## Dataset records
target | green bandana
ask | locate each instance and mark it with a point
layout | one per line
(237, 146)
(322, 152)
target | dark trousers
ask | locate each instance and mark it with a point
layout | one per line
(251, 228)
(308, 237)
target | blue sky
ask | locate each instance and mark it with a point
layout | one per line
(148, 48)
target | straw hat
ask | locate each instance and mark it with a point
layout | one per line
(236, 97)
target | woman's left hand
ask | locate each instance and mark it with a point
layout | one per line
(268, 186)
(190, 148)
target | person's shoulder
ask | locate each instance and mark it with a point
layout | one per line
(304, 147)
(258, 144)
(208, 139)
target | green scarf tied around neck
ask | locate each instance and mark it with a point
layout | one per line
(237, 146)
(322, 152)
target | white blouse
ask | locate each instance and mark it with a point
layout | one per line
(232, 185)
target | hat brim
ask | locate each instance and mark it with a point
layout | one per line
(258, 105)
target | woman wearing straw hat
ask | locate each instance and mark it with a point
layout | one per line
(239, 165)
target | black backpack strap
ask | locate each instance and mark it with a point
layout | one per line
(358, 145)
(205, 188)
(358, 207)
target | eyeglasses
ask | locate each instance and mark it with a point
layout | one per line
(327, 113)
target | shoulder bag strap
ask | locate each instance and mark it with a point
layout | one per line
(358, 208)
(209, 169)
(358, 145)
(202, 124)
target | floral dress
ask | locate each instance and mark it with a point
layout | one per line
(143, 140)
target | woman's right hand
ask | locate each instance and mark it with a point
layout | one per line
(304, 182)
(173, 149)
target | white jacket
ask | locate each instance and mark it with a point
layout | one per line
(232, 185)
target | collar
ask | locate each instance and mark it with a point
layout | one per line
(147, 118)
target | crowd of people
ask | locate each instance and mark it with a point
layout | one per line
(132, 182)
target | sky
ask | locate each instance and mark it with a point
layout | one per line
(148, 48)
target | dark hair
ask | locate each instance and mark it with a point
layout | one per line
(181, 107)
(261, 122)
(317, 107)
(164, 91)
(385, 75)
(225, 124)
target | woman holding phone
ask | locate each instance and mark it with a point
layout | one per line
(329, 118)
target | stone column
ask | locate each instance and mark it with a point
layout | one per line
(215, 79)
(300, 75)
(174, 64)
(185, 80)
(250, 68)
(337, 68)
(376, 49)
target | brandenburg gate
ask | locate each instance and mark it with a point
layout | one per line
---
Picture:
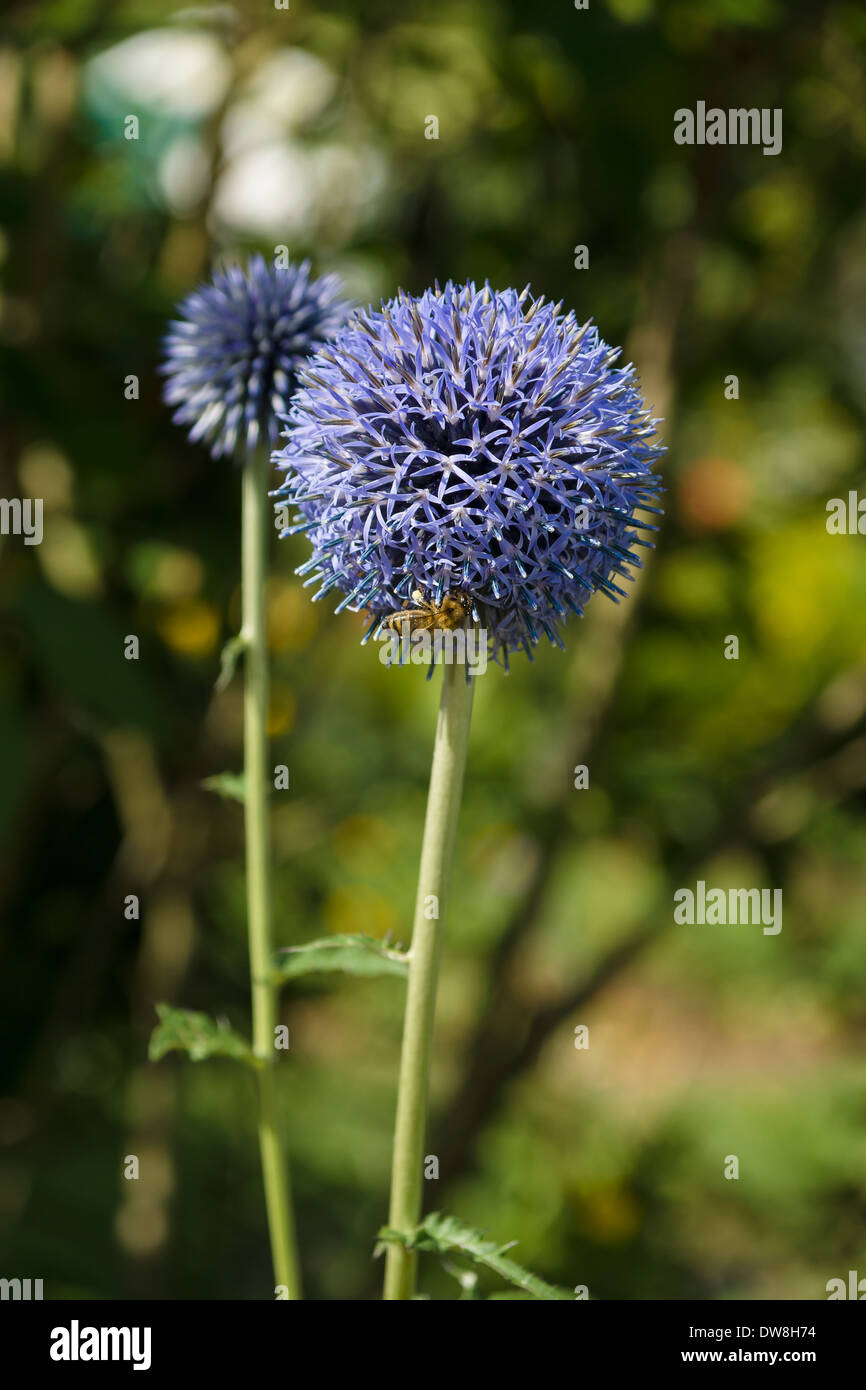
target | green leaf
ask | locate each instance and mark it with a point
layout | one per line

## Your instructions
Find every line above that contains the string "strap" and copy each one. The match is case-sensitive.

## Written response
target | black backpack strap
target | shoulder bag strap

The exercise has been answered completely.